** Begin Text block **
- League: ASEAN Basketball League
- Sport: Basketball
- Duration: Regular season: 17 November 2017 – 28 March 2018 Playoffs: 1 April – 2 May 2018
- Games: 103 (90 regular season, 13 playoffs)
- Teams: 9
- TV partner(s): Cable TV MNC Sports & Vidio ABS-CBN Sports and Action StarHub MONO29 Eleven Sports Network HTV

Regular season
- Top seed: Chong Son Kung Fu
- Season MVP: Local: Bobby Ray Parks Jr. (Alab) Heritage import: Mikh McKinney (Chong Son) World import: Anthony Tucker (Chong Son)

ABL finals
- Champions: San Miguel Alab Pilipinas
- Runners-up: Mono Vampire
- Finals MVP: Bobby Ray Parks Jr.

ABL seasons
- ← 2016–172018–19 →

= 2017–18 ABL season =

The 2017–18 ABL season is the eighth season of competition of the ASEAN Basketball League. The regular season started on 17 November 2017 and ended on 28 March 2018.
** End Text block **
What to work on:
A. Extract a passage from the ABL season text, beginning at the words "ABL seasons" and stopping after "28 March 2018.".
B. Continue the ABL season text from its last sentence.
The data that follows is not needed for anything here.
** Begin Material provided **
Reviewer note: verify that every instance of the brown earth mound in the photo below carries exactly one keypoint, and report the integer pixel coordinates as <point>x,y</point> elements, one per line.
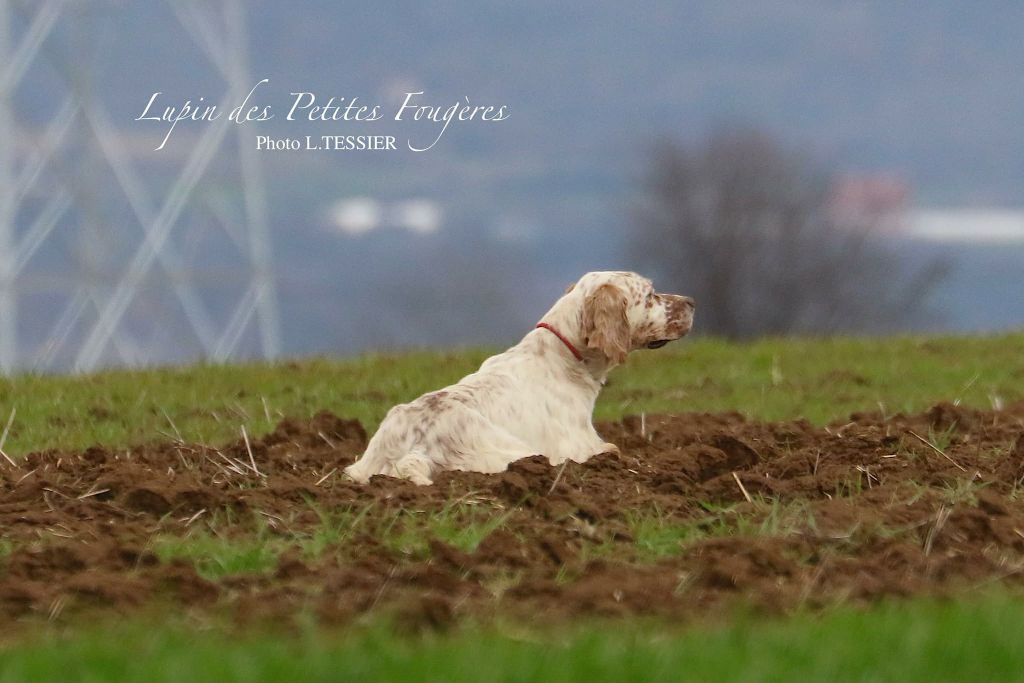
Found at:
<point>699,512</point>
** End Material provided **
Final results:
A.
ABL seasons
- ← 2016–172018–19 →

= 2017–18 ABL season =

The 2017–18 ABL season is the eighth season of competition of the ASEAN Basketball League. The regular season started on 17 November 2017 and ended on 28 March 2018.

B.
==Teams==
Five teams from the 2016–2017 ABL season returned for this season. One team, the Kaohsiung Truth, disbanded prior to the season. One team, Mono Vampire, returned after skipping last season, having played in the 2015–16 ABL season. The team plans to concurrently play in the ABL and in the Thailand Basketball League for the upcoming season. Three teams were accepted as new members: Nanhai Long-Lions, Formosa Dreamers and CLS Knights Surabaya. The Long-Lions are the developmental team of the Guangzhou Long-Lions, the Dreamers are an expansion team from Taiwan, and the Knights left the Indonesian Basketball League to play in the ABL.

Prior their first game, the Nanhai Long-Lions renamed themselves as the Nanhai Kung Fu. After partnering with Macau's Grupo Desportivo Chong Son they changed their name once again to Chong Son Kung Fu days before the season started.

Alab Pilipinas renamed their team as the Tanduay Alab Pilipinas after securing a sponsorship deal with Asia Brewery, prior the season started.

CLS Knights Surabaya renamed their team as "CLS Knights Indonesia" prior the season started.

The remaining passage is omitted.